*PROBLEM REQUIREMENTS*: Transcribe every entry word for word. Skip the pictures.

* * *

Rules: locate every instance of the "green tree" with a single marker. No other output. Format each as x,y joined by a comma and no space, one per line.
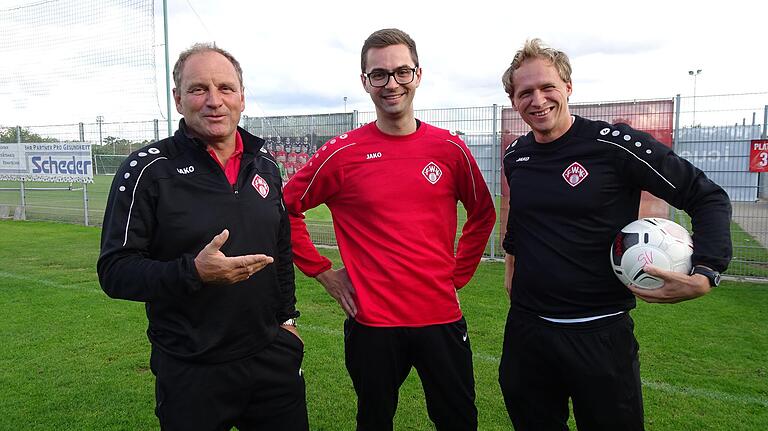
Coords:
8,136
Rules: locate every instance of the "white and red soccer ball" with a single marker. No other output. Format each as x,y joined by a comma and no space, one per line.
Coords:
656,241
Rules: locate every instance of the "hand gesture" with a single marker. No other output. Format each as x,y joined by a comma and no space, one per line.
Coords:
677,286
214,267
338,284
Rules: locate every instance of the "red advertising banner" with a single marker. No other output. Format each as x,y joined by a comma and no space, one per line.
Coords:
758,155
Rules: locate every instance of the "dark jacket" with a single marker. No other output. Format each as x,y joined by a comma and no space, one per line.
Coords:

* * *

*RESULT OF THIS TASK*:
Rules: locate every instance of the "green tree" with a single marker. No other output. Format each as x,y joined by a comma and no space, one per line.
Coords:
8,136
Rules: locate every instance of the "white and red soccer ball" with a single marker. No other output. Format each as x,y joined by a comma and no space, one per line.
Coords:
656,241
Rules: locate every instance of the "hand gesture" with a single marker. No other output. Format each as x,y joined by a comma and no space, one per line.
Coords:
677,286
214,267
338,284
Rules: locate every instance of the "red advertising banner" with a single marker. No other output. Format each as x,y joined by a comma and no space, one per line.
Coords:
758,155
Rules: locate every instance of the "dark jacket" with a single marker. No other output. Format each as x,y joined by a comma and no space, one per line.
Coords:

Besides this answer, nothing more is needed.